#### Material
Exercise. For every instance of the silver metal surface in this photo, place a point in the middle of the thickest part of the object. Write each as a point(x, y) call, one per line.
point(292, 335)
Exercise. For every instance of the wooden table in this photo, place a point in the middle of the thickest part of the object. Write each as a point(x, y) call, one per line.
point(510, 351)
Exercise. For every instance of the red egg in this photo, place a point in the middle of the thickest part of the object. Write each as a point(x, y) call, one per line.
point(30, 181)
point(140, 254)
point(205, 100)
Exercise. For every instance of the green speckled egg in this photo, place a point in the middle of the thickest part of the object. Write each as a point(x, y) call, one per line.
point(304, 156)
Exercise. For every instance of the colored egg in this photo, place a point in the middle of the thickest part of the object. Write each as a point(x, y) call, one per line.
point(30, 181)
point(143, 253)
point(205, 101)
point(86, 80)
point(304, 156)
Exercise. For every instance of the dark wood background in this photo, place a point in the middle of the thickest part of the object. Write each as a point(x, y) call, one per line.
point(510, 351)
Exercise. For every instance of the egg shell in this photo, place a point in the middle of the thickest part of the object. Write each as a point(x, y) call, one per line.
########
_Exercise description_
Copy the material above back out, exactly as written.

_Problem solution_
Exercise. For every instance of the silver metal surface in this photo, place a point in the middle of the thickest part of the object. Write each as a point(x, y) call, one per line.
point(292, 335)
Exercise. For every instance of the wooden table in this photo, place a point in the middle of the thickest part of the object. Write each as a point(x, y) call, one per line.
point(510, 351)
Exercise. For every instance of the red egg in this photo, place a point in the middle of the thickest part of the object. Write each as a point(x, y) call, one per line.
point(30, 181)
point(140, 254)
point(205, 100)
Exercise. For every instance of the green speckled egg in this photo, place a point in the middle of the thickest part of the object. Write each as a point(x, y) call, one per line.
point(304, 156)
Exercise. For every instance of the colored egg in this photo, place a point in the middle of the thickest part of the object. Write each as a point(x, y) call, one per line.
point(30, 181)
point(143, 253)
point(205, 101)
point(86, 80)
point(304, 156)
Exercise. For every instance of the dark wood background in this photo, place a point in the middle of the thickest part of the object. Write each as a point(x, y) call, one per line.
point(510, 351)
Exercise. For every instance of the egg shell in this photo, place a point in the middle of the thickest part of the object. Write each as a point(x, y) call, one per line.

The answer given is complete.